**Jobs**
(a) According to the debt-ceiling market report, how much in cuts would the two-stage Republican plan call for?
(b) Write the next few paragraphs of the debt-ceiling market report, picking up after its last sentence.

Trading volume, however, was light even for a seasonally quiet period, suggesting investors were holding to the sidelines. In another sign of negative sentiment, declining stocks far outpaced advancers despite the day's moderate declines.

Lawmakers are facing an August 2 deadline to raise the $14.3 trillion debt ceiling to avert a U.S. default.

"If you listen to all of the rhetoric and read all of the print, August 2 has the potential of being one of the worst days ever, if the debt ceiling isn't raised," said Hank Smith, chief investment officer at Haverford Trust Co. in Philadelphia.

But the market is not reacting as if that's going to happen, he said. "Politicians are being politicians...but when they get to the end of the cliff, they're not going to jump. They will raise the debt ceiling."

A deal remained elusive in Washington as President Barack Obama's Democrats and their Republican rivals pushed for separate budget proposals in Congress, increasing the threat of a ratings downgrade and default that could sow chaos in global markets. For details, see [ID:nN1E76N0CA] A two-stage Republican plan would call for $1.2 trillion in cuts.

Investor anxiety remained high, reflected in the CBOE Volatility Index .VIX, which jumped 10.5 percent, its biggest percentage increase in two weeks.

**Data section**
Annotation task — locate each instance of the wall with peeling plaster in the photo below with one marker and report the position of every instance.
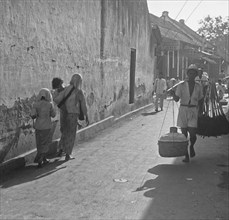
(43, 39)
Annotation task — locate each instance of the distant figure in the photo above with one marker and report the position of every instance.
(57, 85)
(160, 90)
(220, 90)
(42, 112)
(74, 98)
(189, 93)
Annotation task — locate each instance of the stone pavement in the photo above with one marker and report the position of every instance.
(119, 175)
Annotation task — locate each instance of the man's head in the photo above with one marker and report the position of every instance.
(200, 72)
(56, 83)
(192, 72)
(160, 75)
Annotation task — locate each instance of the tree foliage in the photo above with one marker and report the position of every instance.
(213, 29)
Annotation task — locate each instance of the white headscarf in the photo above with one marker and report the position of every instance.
(44, 92)
(76, 81)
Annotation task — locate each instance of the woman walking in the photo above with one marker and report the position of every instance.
(42, 112)
(72, 97)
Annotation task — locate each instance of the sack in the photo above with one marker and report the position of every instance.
(65, 98)
(81, 115)
(212, 120)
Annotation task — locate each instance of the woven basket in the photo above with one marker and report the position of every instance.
(173, 144)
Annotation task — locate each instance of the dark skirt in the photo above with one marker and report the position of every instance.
(69, 132)
(43, 140)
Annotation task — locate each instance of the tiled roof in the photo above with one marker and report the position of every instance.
(172, 29)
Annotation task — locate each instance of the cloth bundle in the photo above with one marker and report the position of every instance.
(212, 120)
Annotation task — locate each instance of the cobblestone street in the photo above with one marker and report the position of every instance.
(120, 175)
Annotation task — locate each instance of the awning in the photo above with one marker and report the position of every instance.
(209, 60)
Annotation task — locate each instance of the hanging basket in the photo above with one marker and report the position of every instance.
(173, 144)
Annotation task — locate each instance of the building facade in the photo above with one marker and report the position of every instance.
(111, 43)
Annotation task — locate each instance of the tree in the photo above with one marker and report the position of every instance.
(213, 29)
(216, 31)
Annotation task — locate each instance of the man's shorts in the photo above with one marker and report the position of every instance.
(187, 117)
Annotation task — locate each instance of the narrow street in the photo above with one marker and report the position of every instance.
(120, 175)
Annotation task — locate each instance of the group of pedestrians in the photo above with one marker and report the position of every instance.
(71, 102)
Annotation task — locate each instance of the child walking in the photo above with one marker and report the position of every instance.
(42, 112)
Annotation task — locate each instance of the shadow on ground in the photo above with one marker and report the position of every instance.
(149, 113)
(179, 191)
(30, 173)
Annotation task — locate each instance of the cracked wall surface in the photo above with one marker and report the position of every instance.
(43, 39)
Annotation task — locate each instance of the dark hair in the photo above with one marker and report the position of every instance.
(56, 82)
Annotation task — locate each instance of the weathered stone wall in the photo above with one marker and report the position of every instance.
(43, 39)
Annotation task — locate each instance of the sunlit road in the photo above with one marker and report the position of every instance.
(120, 175)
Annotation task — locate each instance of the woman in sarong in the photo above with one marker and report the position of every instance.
(72, 105)
(42, 112)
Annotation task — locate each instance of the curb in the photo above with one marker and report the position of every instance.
(82, 135)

**Set of answers**
(a) $1.2 trillion

(b)
The Dow Jones industrial average .DJI was down 88.36 points, or 0.70 percent, at 12,592.80. The Standard & Poor's 500 Index .SPX was down 7.59 points, or 0.56 percent, at 1,337.43. The Nasdaq Composite Index .IXIC was down 16.03 points, or 0.56 percent, at 2,842.80.

Among the weakest sectors were health care .GSPA, telecommunications .GSPL and consumer staples .GSPS, erasing some of last week's market gains notched on second-quarter earnings that were mostly stronger than expected. The S&P index of each sector was down at least 1 percent.

On the New York Stock Exchange, decliners outweighed advancers by about 4-to-1, while Nasdaq losers beat winners by about 10-to-3.

The political jousting in Washington pushed gold prices to record highs as the fear of a default raised the appeal of bullion versus the greenback. The dollar fell to a record low against the Swiss franc, a safe-haven currency.

"There is concern about the implication about what our own debt rating will be as we air out this dirty laundry to try to come to a resolution," said Kevin Caron, market strategist at Stifel, Nicolaus & Co in Florham Park, New Jersey.

Strong earnings reports have offset worries about the debt debate, helping stock indexes post gains last week. Of the 154 S&P 500 companies that have reported earnings so far, 75 percent have beaten analyst expectations, according to Thomson Reuters data.

But among Monday's results, Kimberly-Clark Corp (KMB.N) declined 2.1 percent to $66.48 after it said 2011 profits may be at the low end of its forecast.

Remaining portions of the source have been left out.